Instructions to follow
Where the line containing "reads [[342, 231]]." appears in the records below, begin there and write out each line exactly until the last one, and nothing more.

Dataset excerpts
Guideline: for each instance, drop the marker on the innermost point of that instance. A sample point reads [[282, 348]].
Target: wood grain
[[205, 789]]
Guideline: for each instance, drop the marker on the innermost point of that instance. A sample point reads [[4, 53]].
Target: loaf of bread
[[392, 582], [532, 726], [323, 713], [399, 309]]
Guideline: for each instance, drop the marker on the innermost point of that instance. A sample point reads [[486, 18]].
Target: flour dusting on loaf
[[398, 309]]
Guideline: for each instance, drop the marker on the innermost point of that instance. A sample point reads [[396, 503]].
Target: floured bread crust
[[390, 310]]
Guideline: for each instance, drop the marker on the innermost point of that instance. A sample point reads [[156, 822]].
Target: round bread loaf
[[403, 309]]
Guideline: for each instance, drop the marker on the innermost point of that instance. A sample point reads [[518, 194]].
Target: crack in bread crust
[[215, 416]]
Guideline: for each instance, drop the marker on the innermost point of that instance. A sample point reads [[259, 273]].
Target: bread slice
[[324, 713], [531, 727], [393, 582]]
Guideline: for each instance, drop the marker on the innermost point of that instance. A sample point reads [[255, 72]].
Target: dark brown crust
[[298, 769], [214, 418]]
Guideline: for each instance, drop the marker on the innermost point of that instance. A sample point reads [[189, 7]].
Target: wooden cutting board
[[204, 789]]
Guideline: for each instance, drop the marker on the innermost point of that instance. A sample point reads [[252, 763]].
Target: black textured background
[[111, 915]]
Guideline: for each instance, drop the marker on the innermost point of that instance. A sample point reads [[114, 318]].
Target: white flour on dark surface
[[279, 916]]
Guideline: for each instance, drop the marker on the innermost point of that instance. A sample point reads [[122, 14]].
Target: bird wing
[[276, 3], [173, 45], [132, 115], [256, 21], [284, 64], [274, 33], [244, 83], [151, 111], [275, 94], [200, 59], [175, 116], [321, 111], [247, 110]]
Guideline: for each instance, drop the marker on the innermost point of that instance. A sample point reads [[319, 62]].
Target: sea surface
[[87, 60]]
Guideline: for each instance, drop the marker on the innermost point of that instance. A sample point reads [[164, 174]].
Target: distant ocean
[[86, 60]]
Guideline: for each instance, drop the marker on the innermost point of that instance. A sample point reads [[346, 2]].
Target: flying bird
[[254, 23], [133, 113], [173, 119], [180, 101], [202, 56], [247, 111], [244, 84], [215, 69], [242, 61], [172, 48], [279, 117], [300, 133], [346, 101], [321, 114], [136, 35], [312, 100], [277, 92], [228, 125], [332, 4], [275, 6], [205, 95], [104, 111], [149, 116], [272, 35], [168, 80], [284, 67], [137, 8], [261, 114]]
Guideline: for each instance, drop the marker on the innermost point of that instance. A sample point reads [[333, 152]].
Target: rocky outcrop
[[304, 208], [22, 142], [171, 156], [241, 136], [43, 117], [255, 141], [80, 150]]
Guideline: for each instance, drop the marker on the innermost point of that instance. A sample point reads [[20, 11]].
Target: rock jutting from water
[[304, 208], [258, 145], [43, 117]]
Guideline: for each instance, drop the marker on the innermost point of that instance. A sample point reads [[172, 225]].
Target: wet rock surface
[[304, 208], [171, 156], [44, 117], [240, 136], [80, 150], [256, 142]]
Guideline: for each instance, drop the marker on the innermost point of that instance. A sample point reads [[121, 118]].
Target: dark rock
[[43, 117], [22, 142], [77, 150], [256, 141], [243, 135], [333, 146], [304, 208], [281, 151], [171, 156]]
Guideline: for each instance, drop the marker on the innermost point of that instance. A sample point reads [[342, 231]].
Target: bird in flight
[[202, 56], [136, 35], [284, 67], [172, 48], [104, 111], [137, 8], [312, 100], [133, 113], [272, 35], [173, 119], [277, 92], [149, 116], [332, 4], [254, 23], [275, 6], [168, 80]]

Completed exercise
Guideline: for each instance, drop the marker on the innermost point of that instance. A sample point reads [[342, 231]].
Target: bird in flight
[[202, 56], [136, 35], [284, 67], [172, 48], [104, 111], [137, 8], [312, 100], [133, 113], [272, 35], [173, 119], [277, 92], [149, 116], [332, 4], [254, 23], [275, 6], [168, 80]]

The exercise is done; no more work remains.